-- THE DATA --
........

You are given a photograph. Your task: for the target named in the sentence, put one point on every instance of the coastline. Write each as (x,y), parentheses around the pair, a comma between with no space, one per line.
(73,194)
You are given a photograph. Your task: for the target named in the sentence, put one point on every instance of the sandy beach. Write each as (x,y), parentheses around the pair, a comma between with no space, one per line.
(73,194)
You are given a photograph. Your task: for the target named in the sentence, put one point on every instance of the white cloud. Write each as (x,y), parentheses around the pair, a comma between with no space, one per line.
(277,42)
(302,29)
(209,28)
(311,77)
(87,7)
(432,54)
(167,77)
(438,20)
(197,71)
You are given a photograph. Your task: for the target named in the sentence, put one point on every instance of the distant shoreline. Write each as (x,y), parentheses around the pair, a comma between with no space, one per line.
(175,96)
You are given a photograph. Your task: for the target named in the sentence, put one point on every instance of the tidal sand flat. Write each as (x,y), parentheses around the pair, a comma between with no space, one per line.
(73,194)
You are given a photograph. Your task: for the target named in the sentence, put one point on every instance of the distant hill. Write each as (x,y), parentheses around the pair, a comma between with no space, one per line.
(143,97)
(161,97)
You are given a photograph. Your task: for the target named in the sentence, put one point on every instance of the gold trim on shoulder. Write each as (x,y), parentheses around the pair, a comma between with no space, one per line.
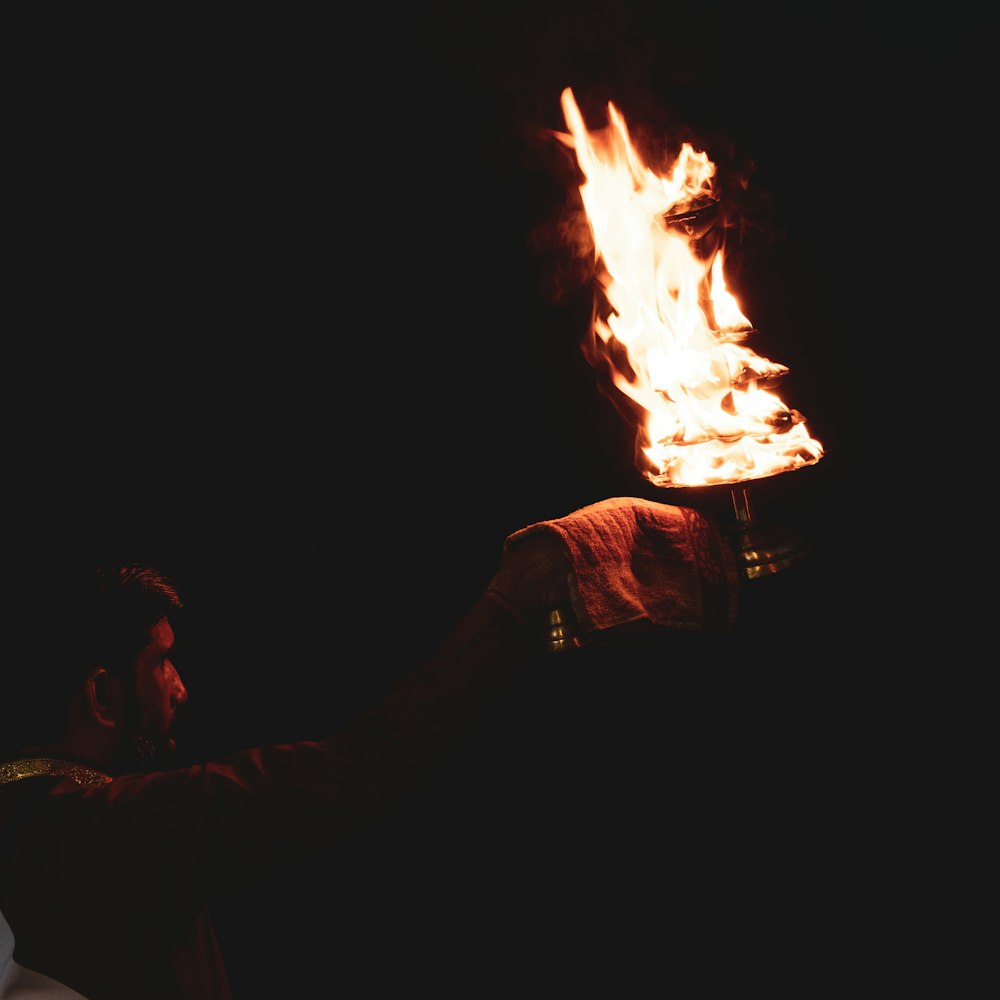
(34,767)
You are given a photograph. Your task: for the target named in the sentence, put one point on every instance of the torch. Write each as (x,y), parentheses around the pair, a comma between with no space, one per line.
(672,344)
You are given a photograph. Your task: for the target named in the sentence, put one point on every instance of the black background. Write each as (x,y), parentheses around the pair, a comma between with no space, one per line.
(296,330)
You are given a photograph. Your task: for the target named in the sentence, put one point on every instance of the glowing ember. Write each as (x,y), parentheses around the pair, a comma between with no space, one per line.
(672,337)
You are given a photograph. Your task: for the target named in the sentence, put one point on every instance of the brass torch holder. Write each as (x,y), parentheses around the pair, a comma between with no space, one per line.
(762,548)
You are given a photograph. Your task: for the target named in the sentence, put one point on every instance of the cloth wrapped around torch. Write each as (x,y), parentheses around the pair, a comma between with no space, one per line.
(638,563)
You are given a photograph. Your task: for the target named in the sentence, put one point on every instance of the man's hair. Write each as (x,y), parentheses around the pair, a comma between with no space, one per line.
(69,621)
(127,600)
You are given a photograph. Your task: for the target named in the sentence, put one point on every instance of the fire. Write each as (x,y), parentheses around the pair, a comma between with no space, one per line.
(672,337)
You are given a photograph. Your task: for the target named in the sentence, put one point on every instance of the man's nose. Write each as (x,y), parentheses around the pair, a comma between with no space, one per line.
(178,692)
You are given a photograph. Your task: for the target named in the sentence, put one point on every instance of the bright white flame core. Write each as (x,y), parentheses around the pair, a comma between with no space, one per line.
(707,418)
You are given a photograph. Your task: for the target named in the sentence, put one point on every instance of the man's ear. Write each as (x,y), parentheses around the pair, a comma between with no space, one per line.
(104,695)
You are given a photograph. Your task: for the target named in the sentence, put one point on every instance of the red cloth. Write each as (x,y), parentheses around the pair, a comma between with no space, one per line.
(105,885)
(637,560)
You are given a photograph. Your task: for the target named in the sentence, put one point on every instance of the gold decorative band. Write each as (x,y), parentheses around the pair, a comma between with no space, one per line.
(34,767)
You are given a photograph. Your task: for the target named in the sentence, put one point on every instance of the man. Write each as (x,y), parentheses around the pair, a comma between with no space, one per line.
(107,855)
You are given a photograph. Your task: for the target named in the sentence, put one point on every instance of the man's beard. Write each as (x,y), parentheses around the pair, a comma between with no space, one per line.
(145,748)
(151,751)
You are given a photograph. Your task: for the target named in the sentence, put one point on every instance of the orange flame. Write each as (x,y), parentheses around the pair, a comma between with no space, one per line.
(672,337)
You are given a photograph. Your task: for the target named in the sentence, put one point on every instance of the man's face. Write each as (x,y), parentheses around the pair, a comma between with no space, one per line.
(159,692)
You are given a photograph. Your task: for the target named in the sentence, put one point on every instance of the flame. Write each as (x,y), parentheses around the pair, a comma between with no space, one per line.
(672,337)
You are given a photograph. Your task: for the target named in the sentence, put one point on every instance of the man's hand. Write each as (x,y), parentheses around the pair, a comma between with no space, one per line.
(534,575)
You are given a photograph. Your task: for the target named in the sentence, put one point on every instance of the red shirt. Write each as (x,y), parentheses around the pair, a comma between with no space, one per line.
(104,884)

........

-- PROBLEM --
Write out the listing word for word, omitting the pictures it holds.

-- RESPONSE BELOW --
You are given a photograph. Your task: for the target named in the sentence, put one point on every instance of the coastline. Write each as (x,y), parentheses around the pair, a comma between with no space, one per line.
(73,194)
You are given a photograph. Your task: for the target named in the sentence, put one point on every instance of the sandy beach. Write each as (x,y), parentheses around the pair, a comma between with no space, one per line.
(73,194)
You are given a photograph. Your task: for the target named in the sentence, put one point on every instance of the white cloud. Write each as (x,y), parentheses around the pair, a comma between with no space, one per line.
(277,42)
(302,29)
(209,28)
(311,77)
(87,7)
(432,54)
(167,77)
(438,20)
(197,71)
You are given a photograph. Your task: for the target named in the sentence, put one point on every instance of the distant shoreline. Write each as (x,y), parentheses around the pair, a comma between with no space, one per line.
(175,96)
You are given a photograph. Your task: for the target named in the sentence, put one point on every instance of the tidal sand flat. Write each as (x,y), parentheses around the pair, a comma between with no space, one per line.
(73,194)
You are given a photograph. Your task: for the target named in the sentence, put one point on every instance of the distant hill. Write each as (x,y), parentheses around the pair, a comma between with no space, one per line.
(143,97)
(161,97)
You are given a photograph. Your task: for the target named in the sentence, put one point on every instance of the gold trim on shoulder. Write each as (x,y), parentheses around the pair, a comma between with no space, one per line.
(34,767)
You are given a photograph. Your task: for the target named in the sentence, put one point on every instance of the torch. Write each as (x,y), parentheses around the pair, a comma between with no space, one per line.
(672,344)
You are given a photograph. Your task: for the target named in the sentence, put one point on every instance of the black background. Write each as (x,y), parentheses around the pair, a comma between with no space, one per line.
(296,330)
You are given a photograph. Your task: for the target named in the sentence, put one point on every instance of the glowing ember. Write each as (x,y), parentheses around the pair, a comma between with no space, one per line.
(672,337)
You are given a photograph. Your task: for the target named in the sentence, put one point on every instance of the brass torch holder. Write each as (x,y), parentheses around the pair, a comma between with no space, one per line.
(762,548)
You are given a photograph. Your task: for the target named in the sentence, put one point on every instance of the cloth wrapped around torch. Write each as (x,y), parentheses around the pair, a comma between with no space, one per line.
(638,563)
You are given a photograph. Your task: for the target named in the sentence, put one point on every instance of the man's hair. Write each as (x,y), parentheses around the pair, a comma between with no space, one per line.
(69,621)
(127,600)
You are given a photograph. Your task: for the target named in the sentence, put one point on every instance of the fire. Write each as (x,y), parentheses around the pair, a comma between with no space, one per line.
(672,337)
You are given a photograph. Your task: for the target named in the sentence, put one point on every instance of the man's nose. Write each as (x,y), parentheses around the pair, a comma between with no space, one per line.
(178,692)
You are given a photograph. Your task: for the target named in the sentence, put one point on every instance of the bright white flame core. Write each as (x,y), parentheses around the pair, a comma between with no space, one per line.
(707,418)
You are given a photograph. Your task: for the target named in the sentence, put one point on every instance of the man's ear. Write each as (x,y), parentheses around the pair, a comma between with no space, one per line.
(104,695)
You are given a photograph. Your task: for the target named in the sentence, put one point on every instance of the red cloth. Write each as (x,y), parentheses around the pair, a comma between with no space, one per line.
(105,885)
(637,560)
You are given a photograph. Your task: for the target named in the sentence, put one point on every instance of the gold decorative band. Write each as (x,y), parentheses around the pair, a comma between with no space, one per line.
(34,767)
You are given a photograph. Your task: for the target named in the sentence, put one point on every instance of the man. Write each as (x,y), parentheses around the pair, a comma between with no space, one per line.
(107,855)
You are given a photograph. Your task: for the target named in the sentence, put one point on every instance of the man's beard. Write each as (x,y), parentheses around the pair, a comma between with no space, one per line.
(145,748)
(151,751)
You are given a photograph. Your task: for the target named in the sentence, put one point on every instance of the orange flame. Write each as (x,y), parentheses around the pair, a comma between with no space, one per line.
(672,337)
You are given a photograph. Your task: for the target named in the sentence, put one point on every instance of the man's face. Write each as (x,y), parentheses around the pair, a comma between with no space, one per line.
(159,692)
You are given a photograph. Your task: for the target named in the sentence, put one point on every instance of the flame. Write each as (x,y), parentheses around the pair, a comma between with no space, one per line.
(672,337)
You are given a photograph. Your task: for the target named in the sentence, put one point on every instance of the man's hand. Write each as (x,y), parentheses around the pair, a comma between with no space, one per line.
(534,575)
You are given a photograph. Your task: for the target named in the sentence, put one point on every instance of the red shirt. Write each as (x,y), parentheses around the pair, a comma between with no space, one per line.
(104,884)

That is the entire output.